**TASK REQUIREMENTS**:
Proceed with the text on Bangladesh's economy, picking up after its last sentence and writing further paragraphs in the same style.

**DOCUMENT TEXT**:
Bangladesh Economic Landscape:An Australian Government Perspective


Despite a strong recovery from the COVID-19 pandemic, Bangladesh’s economy faced challenges such as high inflation, shortages in power and energy, global economic uncertainties, and continued tightening of monetary policies in 2023. Additionally, an increase in import demands—mainly due to rising international commodity prices—along with declining foreign direct investment (FDI) and remittances has significantly lowered the value of the taka and depleted foreign exchange reserves over the past few years. As a result of weak private demand, economic growth decreased to 6% in 2023, down from 7.1% in 2022. On a positive note, exports remained strong, growing by 6.7% in fiscal 2023 (ending June 2023), driven by ongoing global demand for ready-made garments. Implementing a $4.7 billion, 42-month program by the International Monetary Fund (IMF), which started in January 2023, is aiding Bangladesh in maintaining economic stability, strengthening foreign exchange reserves, financing climate investments, and mitigating the impact of increased imports on economic growth.
The IMF projects that economic growth will continue at 6% in 2024. Despite a slowdown in major export markets, moderate export growth is expected to persist, supported by a weaker taka, which enhances export competitiveness. Ongoing physical infrastructure development will likely bolster investment and attract more foreign direct investment, while energy projects are expected to address power shortages gradually. However, private demand will likely remain weak due to tight monetary policy, neutral fiscal stance, and high inflation.

**Photo-based referring expression entries**:
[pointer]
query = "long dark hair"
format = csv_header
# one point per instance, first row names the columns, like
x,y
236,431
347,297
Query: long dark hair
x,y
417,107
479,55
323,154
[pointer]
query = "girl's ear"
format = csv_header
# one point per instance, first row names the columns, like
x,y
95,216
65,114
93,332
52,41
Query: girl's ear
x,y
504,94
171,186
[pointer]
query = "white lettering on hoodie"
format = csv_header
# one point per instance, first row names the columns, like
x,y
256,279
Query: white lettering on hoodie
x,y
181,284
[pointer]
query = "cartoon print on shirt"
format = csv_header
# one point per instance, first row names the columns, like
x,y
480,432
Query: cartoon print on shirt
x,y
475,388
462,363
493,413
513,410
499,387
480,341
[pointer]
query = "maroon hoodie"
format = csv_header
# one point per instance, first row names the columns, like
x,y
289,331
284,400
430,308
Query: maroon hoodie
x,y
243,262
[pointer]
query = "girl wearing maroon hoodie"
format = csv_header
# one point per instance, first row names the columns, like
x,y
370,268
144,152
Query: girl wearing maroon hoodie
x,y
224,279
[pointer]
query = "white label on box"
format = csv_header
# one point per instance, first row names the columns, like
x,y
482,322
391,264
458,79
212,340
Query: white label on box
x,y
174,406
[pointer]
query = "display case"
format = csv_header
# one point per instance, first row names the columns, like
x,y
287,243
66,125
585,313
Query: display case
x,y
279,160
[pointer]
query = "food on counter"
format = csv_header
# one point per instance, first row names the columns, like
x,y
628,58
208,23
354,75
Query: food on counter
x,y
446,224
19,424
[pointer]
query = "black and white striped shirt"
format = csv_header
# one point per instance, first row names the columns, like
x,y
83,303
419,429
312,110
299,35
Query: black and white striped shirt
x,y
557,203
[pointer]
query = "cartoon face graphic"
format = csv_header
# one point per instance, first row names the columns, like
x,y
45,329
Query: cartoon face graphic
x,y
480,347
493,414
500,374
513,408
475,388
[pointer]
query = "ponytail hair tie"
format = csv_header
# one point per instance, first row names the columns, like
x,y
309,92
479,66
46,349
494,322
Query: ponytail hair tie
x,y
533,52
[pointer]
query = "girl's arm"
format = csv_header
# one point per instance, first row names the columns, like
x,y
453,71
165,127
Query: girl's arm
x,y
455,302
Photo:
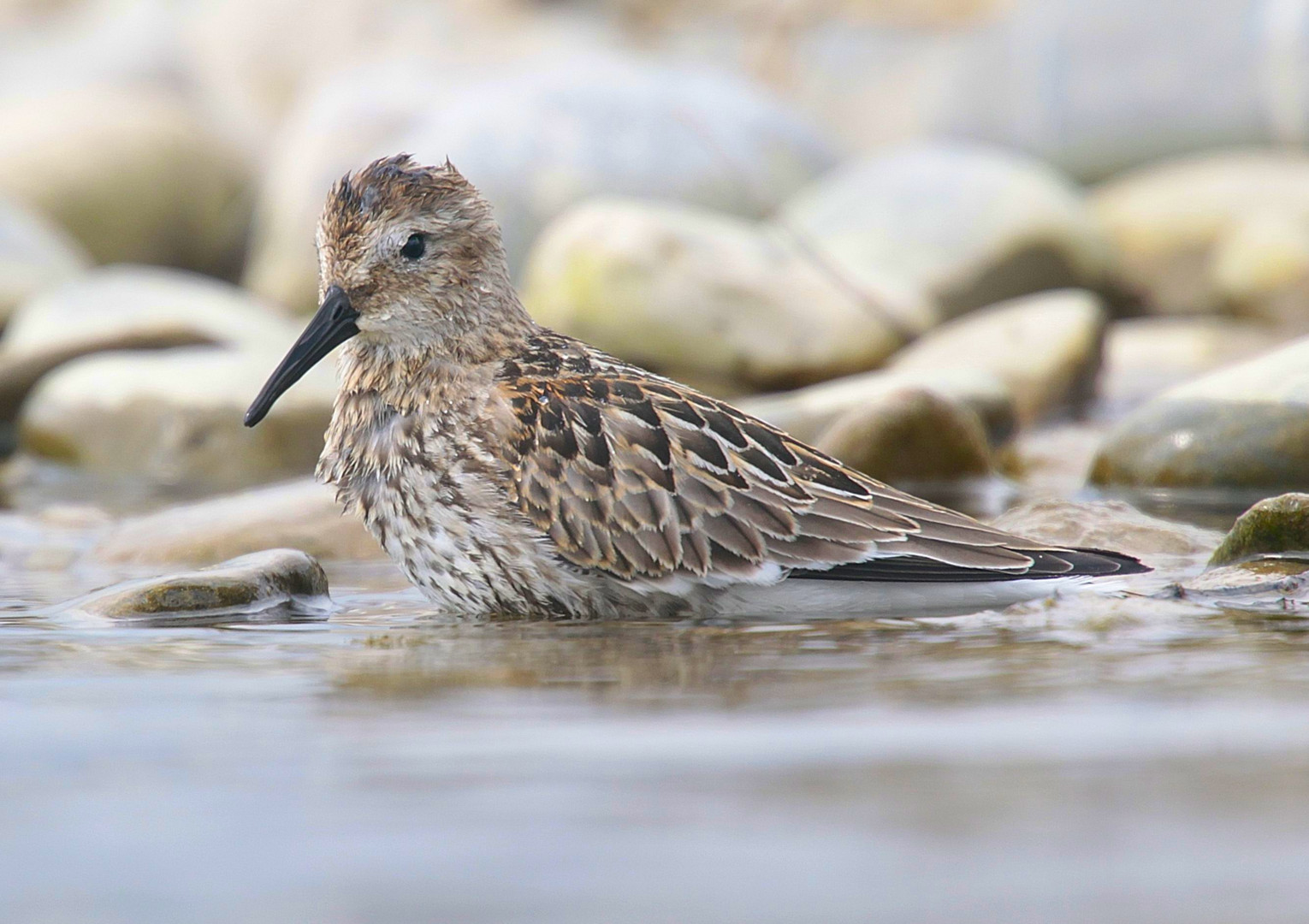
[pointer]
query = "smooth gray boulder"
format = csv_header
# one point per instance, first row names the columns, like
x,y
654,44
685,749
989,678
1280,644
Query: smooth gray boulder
x,y
130,172
128,306
715,300
34,256
536,141
1223,232
807,412
175,418
298,514
1108,524
1274,526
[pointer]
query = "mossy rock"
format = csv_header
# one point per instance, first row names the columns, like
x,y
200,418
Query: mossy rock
x,y
250,583
1272,526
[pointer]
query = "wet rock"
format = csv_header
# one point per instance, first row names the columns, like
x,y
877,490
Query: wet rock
x,y
1144,356
34,256
128,308
540,140
807,412
1279,584
1106,524
278,580
1045,347
175,418
252,62
1271,526
966,224
131,173
298,514
1224,232
911,435
1242,427
701,296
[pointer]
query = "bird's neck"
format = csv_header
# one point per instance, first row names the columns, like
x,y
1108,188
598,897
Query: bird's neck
x,y
471,338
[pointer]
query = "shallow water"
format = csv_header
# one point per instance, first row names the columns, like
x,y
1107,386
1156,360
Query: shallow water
x,y
1128,758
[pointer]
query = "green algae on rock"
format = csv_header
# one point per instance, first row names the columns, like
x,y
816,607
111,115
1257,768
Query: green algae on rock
x,y
911,435
1272,526
1045,347
1242,427
1108,524
247,585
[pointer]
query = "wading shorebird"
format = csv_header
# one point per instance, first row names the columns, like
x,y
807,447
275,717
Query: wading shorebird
x,y
511,470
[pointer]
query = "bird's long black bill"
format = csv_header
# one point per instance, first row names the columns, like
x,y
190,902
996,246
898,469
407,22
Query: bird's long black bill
x,y
333,325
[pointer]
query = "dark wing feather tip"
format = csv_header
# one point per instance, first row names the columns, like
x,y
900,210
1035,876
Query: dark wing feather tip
x,y
1045,565
642,478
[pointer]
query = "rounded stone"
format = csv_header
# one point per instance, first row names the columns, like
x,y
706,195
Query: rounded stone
x,y
1242,427
34,256
706,298
1224,232
1108,524
244,585
296,514
536,141
175,418
128,308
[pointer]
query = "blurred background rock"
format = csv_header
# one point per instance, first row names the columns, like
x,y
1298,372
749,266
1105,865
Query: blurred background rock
x,y
1008,222
1041,259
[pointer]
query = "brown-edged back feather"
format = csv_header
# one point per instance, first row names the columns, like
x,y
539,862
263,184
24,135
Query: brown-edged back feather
x,y
642,478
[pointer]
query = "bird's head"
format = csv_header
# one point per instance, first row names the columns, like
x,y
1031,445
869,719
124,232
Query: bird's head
x,y
409,259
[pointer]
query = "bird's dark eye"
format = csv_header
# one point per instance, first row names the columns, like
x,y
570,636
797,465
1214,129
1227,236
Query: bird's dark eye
x,y
414,246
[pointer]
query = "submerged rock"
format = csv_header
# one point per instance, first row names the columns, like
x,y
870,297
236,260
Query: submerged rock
x,y
1271,526
966,224
910,435
298,514
281,580
701,296
1105,524
1242,427
34,256
1045,347
128,172
807,412
1219,232
537,141
175,417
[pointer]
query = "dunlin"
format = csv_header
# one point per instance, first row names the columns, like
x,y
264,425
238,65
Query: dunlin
x,y
511,470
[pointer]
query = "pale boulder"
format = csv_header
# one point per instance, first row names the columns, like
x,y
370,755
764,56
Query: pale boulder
x,y
701,296
966,224
296,514
1045,347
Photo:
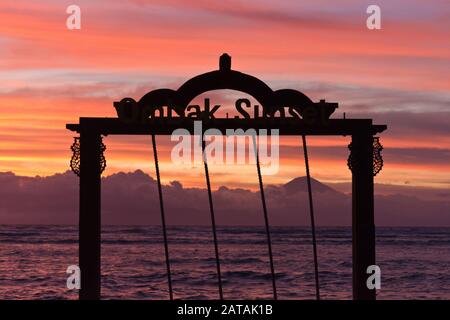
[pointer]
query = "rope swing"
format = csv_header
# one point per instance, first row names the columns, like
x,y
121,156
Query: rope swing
x,y
213,221
266,218
163,218
311,213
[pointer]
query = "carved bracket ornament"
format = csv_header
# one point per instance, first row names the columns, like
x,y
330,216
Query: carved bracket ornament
x,y
377,158
176,102
75,160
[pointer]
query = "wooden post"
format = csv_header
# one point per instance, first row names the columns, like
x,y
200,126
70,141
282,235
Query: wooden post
x,y
90,215
363,225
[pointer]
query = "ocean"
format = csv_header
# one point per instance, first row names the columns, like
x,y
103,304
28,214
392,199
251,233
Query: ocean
x,y
414,262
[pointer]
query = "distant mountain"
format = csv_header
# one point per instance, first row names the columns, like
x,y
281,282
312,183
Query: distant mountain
x,y
132,199
300,185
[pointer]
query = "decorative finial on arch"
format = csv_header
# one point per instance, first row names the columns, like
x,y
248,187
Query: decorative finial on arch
x,y
225,62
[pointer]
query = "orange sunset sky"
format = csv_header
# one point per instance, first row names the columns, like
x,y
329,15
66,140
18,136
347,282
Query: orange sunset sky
x,y
399,75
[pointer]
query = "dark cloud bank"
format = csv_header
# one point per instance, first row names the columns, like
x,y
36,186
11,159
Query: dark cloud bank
x,y
131,198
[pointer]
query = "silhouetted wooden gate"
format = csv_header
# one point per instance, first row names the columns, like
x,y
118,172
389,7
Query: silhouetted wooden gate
x,y
139,118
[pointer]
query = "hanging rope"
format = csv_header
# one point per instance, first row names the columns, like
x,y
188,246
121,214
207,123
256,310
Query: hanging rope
x,y
213,221
311,213
163,217
266,218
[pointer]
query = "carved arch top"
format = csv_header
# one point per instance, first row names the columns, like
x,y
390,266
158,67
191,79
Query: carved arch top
x,y
224,78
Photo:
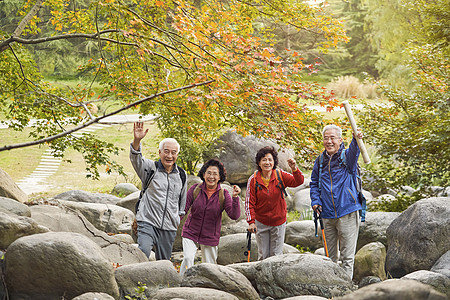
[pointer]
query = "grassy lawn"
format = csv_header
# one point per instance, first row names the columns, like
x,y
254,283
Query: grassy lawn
x,y
19,163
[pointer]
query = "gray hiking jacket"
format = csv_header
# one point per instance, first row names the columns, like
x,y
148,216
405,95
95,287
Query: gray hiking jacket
x,y
165,198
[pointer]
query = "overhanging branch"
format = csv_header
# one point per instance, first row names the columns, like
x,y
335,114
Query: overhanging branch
x,y
96,120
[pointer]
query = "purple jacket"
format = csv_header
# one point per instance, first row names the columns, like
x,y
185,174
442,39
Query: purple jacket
x,y
205,220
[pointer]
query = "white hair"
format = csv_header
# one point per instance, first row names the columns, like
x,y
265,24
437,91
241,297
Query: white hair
x,y
332,127
169,140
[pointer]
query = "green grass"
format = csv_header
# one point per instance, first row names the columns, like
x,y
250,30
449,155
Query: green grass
x,y
19,163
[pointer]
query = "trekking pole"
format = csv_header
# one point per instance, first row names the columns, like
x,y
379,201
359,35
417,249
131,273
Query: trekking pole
x,y
319,216
362,147
249,245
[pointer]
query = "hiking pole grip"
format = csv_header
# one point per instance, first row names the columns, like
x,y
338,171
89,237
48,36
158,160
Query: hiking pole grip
x,y
362,147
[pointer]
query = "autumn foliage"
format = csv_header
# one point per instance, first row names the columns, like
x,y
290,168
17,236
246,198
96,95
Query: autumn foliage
x,y
219,58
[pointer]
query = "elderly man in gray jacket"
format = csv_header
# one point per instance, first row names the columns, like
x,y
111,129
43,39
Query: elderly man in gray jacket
x,y
164,199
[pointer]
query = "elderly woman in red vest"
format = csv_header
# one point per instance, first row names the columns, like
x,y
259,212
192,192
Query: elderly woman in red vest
x,y
265,205
205,202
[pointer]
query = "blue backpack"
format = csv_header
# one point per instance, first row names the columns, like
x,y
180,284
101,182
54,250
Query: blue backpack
x,y
358,181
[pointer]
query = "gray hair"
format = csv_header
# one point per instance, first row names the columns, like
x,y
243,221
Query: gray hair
x,y
332,127
169,140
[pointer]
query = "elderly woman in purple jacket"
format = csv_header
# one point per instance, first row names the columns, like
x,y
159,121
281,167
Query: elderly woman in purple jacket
x,y
203,223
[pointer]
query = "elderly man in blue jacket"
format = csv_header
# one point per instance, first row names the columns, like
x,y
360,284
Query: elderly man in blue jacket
x,y
336,197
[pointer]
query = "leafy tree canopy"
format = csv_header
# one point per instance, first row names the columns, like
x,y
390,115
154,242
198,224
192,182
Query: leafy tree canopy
x,y
412,134
201,66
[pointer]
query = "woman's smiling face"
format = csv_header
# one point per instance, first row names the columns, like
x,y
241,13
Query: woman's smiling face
x,y
212,177
331,141
266,163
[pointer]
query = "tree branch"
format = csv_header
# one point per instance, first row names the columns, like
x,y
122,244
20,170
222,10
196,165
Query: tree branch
x,y
96,120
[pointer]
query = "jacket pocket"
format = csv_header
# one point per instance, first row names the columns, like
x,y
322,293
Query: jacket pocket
x,y
353,196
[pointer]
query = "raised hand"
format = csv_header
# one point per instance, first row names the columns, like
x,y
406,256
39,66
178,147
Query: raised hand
x,y
236,190
139,132
292,164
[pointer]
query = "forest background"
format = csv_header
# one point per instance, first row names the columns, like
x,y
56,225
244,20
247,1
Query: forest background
x,y
204,67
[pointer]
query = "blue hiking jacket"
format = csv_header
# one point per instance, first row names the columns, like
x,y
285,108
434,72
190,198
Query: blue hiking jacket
x,y
338,195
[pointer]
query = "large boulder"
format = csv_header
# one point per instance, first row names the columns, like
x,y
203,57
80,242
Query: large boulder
x,y
13,227
418,237
232,247
9,189
238,155
129,202
105,217
53,265
125,189
247,269
395,289
374,228
94,296
154,275
15,207
442,265
302,233
369,261
220,278
301,274
83,196
438,281
302,200
59,220
194,293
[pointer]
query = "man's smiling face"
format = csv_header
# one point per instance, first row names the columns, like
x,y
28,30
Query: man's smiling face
x,y
331,141
169,155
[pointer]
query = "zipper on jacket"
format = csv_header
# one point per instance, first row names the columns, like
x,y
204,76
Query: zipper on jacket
x,y
165,205
351,194
331,185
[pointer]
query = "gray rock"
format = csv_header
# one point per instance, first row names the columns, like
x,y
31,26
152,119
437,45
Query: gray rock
x,y
238,155
94,296
442,265
369,261
368,280
189,293
9,189
221,278
125,189
13,227
105,217
302,200
418,237
129,202
14,206
395,289
56,264
82,196
60,220
305,297
153,275
301,274
302,233
438,281
247,269
374,228
232,247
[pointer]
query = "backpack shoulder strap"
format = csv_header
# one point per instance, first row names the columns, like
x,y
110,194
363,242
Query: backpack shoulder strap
x,y
194,196
182,175
280,184
320,171
145,184
257,185
196,191
221,198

**WRITTEN ANSWER**:
The economic outlook faces significant risks, including vulnerability to weather events that can impact agriculture, potential increases in global food and energy prices, which could strain household budgets, and financial sector weaknesses, particularly concerning asset quality in banks that could further strain liquidity. Increased competition in garment production from countries like Vietnam and Sri Lanka and/or a decline in remittances could reduce incomes and consumption. Political unrest could also disrupt economic reforms. Although there has been some diversification within the garment export sector, the Bangladesh economy remains sensitive to a downturn in global demand for clothing and textiles.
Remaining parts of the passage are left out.